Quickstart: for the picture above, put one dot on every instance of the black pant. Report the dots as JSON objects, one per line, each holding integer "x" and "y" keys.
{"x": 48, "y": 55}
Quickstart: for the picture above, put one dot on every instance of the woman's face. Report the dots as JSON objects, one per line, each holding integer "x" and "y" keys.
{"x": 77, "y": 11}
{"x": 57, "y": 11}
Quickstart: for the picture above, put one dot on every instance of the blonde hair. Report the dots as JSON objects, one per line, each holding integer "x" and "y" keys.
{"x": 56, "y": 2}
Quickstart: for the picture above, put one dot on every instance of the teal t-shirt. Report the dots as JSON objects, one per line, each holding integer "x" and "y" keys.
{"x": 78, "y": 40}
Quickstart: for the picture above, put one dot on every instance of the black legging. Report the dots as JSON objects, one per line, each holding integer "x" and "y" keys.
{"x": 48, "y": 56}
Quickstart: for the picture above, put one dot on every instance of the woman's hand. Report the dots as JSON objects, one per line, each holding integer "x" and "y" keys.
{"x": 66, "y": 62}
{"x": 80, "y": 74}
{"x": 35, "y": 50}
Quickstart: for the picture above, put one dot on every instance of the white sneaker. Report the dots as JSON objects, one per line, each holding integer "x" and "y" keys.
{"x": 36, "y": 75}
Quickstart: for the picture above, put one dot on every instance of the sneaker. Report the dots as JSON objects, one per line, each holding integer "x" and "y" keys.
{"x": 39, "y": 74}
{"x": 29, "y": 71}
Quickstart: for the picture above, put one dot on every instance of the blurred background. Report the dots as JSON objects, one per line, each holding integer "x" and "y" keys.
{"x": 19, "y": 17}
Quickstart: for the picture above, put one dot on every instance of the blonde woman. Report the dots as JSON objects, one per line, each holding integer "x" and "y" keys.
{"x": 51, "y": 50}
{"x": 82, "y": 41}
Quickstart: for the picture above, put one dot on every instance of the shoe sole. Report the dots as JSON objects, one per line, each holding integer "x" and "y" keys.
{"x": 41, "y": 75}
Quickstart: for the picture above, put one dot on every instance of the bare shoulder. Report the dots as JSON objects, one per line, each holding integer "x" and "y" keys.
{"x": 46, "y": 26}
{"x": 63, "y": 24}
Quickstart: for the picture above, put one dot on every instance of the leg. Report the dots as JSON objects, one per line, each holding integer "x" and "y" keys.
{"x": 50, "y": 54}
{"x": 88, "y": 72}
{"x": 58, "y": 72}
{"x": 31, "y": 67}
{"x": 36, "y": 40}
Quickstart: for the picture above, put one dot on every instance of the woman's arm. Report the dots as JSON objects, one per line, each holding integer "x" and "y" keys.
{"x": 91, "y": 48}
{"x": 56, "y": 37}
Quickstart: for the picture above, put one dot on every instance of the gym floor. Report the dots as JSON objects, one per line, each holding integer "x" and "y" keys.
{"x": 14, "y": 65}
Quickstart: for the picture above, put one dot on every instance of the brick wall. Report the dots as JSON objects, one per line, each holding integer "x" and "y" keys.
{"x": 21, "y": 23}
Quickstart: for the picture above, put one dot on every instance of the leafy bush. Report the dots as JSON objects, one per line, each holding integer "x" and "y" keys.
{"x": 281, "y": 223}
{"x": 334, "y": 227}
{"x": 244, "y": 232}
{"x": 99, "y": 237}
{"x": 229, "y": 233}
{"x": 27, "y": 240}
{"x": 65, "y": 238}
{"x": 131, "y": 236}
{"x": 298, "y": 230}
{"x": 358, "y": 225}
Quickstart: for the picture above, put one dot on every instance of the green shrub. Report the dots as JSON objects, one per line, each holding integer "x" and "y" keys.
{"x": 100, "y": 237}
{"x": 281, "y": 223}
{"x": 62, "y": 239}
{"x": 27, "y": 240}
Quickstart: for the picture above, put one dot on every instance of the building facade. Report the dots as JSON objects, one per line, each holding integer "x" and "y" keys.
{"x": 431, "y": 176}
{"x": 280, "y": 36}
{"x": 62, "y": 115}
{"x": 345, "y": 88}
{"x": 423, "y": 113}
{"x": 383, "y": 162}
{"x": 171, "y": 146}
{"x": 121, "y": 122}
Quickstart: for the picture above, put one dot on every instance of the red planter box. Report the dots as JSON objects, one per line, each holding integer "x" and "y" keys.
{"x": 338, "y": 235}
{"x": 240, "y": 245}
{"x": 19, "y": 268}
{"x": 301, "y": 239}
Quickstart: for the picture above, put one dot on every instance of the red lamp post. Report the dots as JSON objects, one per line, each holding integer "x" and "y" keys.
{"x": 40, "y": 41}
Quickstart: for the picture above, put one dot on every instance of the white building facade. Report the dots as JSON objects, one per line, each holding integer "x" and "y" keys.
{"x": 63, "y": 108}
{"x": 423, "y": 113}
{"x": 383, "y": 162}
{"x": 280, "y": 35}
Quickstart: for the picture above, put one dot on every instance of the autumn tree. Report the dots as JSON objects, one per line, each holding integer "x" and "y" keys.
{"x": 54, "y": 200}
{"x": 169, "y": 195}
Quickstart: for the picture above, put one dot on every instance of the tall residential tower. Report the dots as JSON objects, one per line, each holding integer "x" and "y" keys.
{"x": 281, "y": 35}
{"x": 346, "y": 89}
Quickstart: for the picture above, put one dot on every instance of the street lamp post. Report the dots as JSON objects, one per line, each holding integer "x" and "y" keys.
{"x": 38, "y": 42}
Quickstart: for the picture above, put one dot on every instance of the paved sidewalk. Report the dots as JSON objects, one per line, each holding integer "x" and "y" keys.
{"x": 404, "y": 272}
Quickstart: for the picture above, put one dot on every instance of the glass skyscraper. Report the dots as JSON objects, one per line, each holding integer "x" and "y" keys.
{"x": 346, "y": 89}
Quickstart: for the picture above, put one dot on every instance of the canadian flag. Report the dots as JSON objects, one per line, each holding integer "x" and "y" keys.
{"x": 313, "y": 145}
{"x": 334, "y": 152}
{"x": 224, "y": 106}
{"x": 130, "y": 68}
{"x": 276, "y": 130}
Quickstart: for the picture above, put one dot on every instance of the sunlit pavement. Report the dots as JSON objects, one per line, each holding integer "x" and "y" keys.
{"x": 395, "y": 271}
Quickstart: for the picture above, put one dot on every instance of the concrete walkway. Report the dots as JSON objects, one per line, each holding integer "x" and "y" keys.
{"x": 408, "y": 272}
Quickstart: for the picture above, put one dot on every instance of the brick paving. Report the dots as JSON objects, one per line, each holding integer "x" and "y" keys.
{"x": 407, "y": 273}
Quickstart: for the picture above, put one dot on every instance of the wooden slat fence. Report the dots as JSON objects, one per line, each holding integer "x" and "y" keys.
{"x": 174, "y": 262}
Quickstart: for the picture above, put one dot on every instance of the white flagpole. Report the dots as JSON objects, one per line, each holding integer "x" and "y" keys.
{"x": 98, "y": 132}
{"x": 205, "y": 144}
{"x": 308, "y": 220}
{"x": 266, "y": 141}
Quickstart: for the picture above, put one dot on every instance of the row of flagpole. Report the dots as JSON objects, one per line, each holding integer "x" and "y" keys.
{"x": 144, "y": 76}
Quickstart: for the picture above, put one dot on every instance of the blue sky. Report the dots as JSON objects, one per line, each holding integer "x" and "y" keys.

━━━━━━━━━━━━━━━━

Directions: Your task is to repeat the data exactly, with nothing left out.

Exercise response:
Quickstart: for the picture above, put one dot on every instance of the black pant. Report the dots as JSON objects, one per line, each holding integer "x" and "y" keys.
{"x": 48, "y": 55}
Quickstart: for the picture above, put one dot on every instance of the woman's face. Report the dots as JSON objects, one per line, each holding integer "x" and "y" keys.
{"x": 77, "y": 11}
{"x": 57, "y": 11}
Quickstart: for the picture above, put one dot on every instance of the blonde hair. Report the dots as JSON objects, one per line, each holding integer "x" and "y" keys.
{"x": 56, "y": 2}
Quickstart: for the picture above, put one dot on every instance of the teal t-shirt. Report the dots as JSON objects, one per line, each holding integer "x" and "y" keys.
{"x": 78, "y": 40}
Quickstart: for the picture above, put one dot on every instance of the black legging. Report the dots as JSON objects, one per line, each holding integer "x" and "y" keys.
{"x": 48, "y": 56}
Quickstart: for the picture above, put one dot on every instance of the woman's hand. Report the dots as JSON objects, one per line, each holding integer "x" and "y" keys.
{"x": 66, "y": 62}
{"x": 80, "y": 74}
{"x": 35, "y": 50}
Quickstart: for the picture above, put one dot on every instance of the white sneaker. Report the dots as JSON objects, one per line, each holding integer "x" and "y" keys.
{"x": 36, "y": 75}
Quickstart: for the picture above, put one dot on every instance of the sneaker. Report the dots as JSON objects, one per line, each holding integer "x" and "y" keys.
{"x": 39, "y": 74}
{"x": 29, "y": 71}
Quickstart: for the picture above, put one dot on every instance of the blurred background. Report the dots as JSON objects, one per line, each holding integer "x" and "y" keys.
{"x": 19, "y": 17}
Quickstart: for the picture above, put one dot on every instance of the blonde woman. Report the dots as JSON objects, one per line, each holding integer "x" and "y" keys.
{"x": 51, "y": 50}
{"x": 82, "y": 41}
Quickstart: for the picture above, put one dot on every instance of the shoe sole. Report the dots as JSON objects, one per line, each holding integer "x" and "y" keys.
{"x": 41, "y": 75}
Quickstart: for the picture above, put one dot on every instance of the bare shoulder. Report the dots as JSON objects, one per line, each holding integer "x" and "y" keys.
{"x": 46, "y": 26}
{"x": 63, "y": 24}
Quickstart: for the picture above, put one dot on every instance of the leg. Report the dots as JSON objects, one per line, each holding integer "x" and "y" keys.
{"x": 50, "y": 54}
{"x": 88, "y": 72}
{"x": 58, "y": 72}
{"x": 31, "y": 67}
{"x": 36, "y": 40}
Quickstart: for the picture above, put one dot on every instance of the woman's arm. Report the dots as JSON objects, one per line, each holding integer "x" and "y" keys.
{"x": 91, "y": 48}
{"x": 56, "y": 37}
Quickstart: for the picture above, put one dot on every instance of the gym floor. Report the dots as JSON objects, one per line, each holding integer "x" and "y" keys.
{"x": 14, "y": 65}
Quickstart: for the picture above, put one dot on every instance of the brick wall. Report the dots as JSON objects, one per line, each holding integer "x" and "y" keys.
{"x": 21, "y": 23}
Quickstart: for the picture above, put one dot on every instance of the leafy bush. Report the dots as JSON objects, one per line, each holding integer "x" and "y" keys.
{"x": 281, "y": 223}
{"x": 334, "y": 227}
{"x": 244, "y": 232}
{"x": 99, "y": 237}
{"x": 229, "y": 233}
{"x": 27, "y": 240}
{"x": 65, "y": 238}
{"x": 131, "y": 236}
{"x": 298, "y": 230}
{"x": 358, "y": 225}
Quickstart: for the picture above, put one dot on every instance of the green shrub. Report the dots as JSON objects, one per line, each holding integer "x" and "y" keys.
{"x": 100, "y": 237}
{"x": 281, "y": 223}
{"x": 62, "y": 239}
{"x": 27, "y": 240}
Quickstart: for the picture above, put one dot on every instance of the building facade. Report the dots as JSON objects, one per line, each holding integer "x" and "y" keys.
{"x": 431, "y": 176}
{"x": 280, "y": 36}
{"x": 62, "y": 115}
{"x": 345, "y": 88}
{"x": 423, "y": 113}
{"x": 383, "y": 162}
{"x": 171, "y": 146}
{"x": 121, "y": 122}
Quickstart: for the picture above, put one dot on every instance of the red planter box. Report the dots as JSON objects, one per line, each holding integer "x" and "y" keys.
{"x": 338, "y": 235}
{"x": 240, "y": 245}
{"x": 19, "y": 268}
{"x": 301, "y": 239}
Quickstart: for the picture above, put one dot on every instance of the red lamp post. Report the dots as JSON objects, one per line, each holding integer "x" and "y" keys.
{"x": 40, "y": 41}
Quickstart: for the picture above, put one dot on every instance of the white building facade. Report the dots as JSON objects, one per line, each holding integer "x" and "y" keys.
{"x": 63, "y": 108}
{"x": 423, "y": 113}
{"x": 383, "y": 162}
{"x": 280, "y": 35}
Quickstart: for the picture above, put one dot on every instance of the autumn tree. Report the dots as JSON objects, one per line, each holding integer "x" and "y" keys.
{"x": 54, "y": 200}
{"x": 169, "y": 195}
Quickstart: for the picture above, put one dot on every instance of the tall residential tower. Report the dots as JSON objects, one per line, each holding integer "x" and "y" keys.
{"x": 281, "y": 35}
{"x": 346, "y": 89}
Quickstart: for the picture above, put one dot on every instance of the street lamp post. Report the dots as JSON objects, one per line, each holding integer "x" and "y" keys.
{"x": 38, "y": 42}
Quickstart: for the picture above, put one dot on every instance of the paved sidewalk. Report the dots as JSON objects, one per line, each holding integer "x" and "y" keys.
{"x": 404, "y": 272}
Quickstart: for the picture above, put one dot on every instance of the glass skyscraper. Report the dots as JSON objects, one per line, each holding integer "x" and "y" keys.
{"x": 346, "y": 89}
Quickstart: for the picture above, put one dot on every instance of the canadian flag. Report the dots as JSON objects, one per line, each holding integer "x" and "y" keys.
{"x": 313, "y": 145}
{"x": 334, "y": 152}
{"x": 224, "y": 106}
{"x": 130, "y": 68}
{"x": 276, "y": 130}
Quickstart: for the picture above, put one dot on every instance of the sunlit pavement. Report the dots as JSON objects, one per line, each holding integer "x" and "y" keys.
{"x": 395, "y": 271}
Quickstart: for the picture above, put one dot on every instance of the concrete walkway. Report the dots as JSON objects, one per line, each holding integer "x" and "y" keys.
{"x": 408, "y": 272}
Quickstart: for the picture above, put one dot on every instance of the brick paving. Report the dots as JSON objects, one per line, each holding integer "x" and "y" keys.
{"x": 407, "y": 273}
Quickstart: for the picture above, put one dot on every instance of the wooden slat fence. Report the dots as JSON objects, one per line, each holding integer "x" and "y" keys.
{"x": 174, "y": 262}
Quickstart: for the picture above, put one dot on every instance of the white flagpole. Report the dots as JSON objects, one per line, each holding integer "x" and "y" keys.
{"x": 98, "y": 132}
{"x": 205, "y": 144}
{"x": 308, "y": 220}
{"x": 266, "y": 141}
Quickstart: for the picture above, put one dot on every instance of the row of flagpole. Report the dots as JSON objects, one per line, each holding integer "x" and "y" keys.
{"x": 144, "y": 76}
Quickstart: for the picture above, put one dot on every instance of the blue sky. Report the dots as JSON objects, one per line, each holding integer "x" and "y" keys.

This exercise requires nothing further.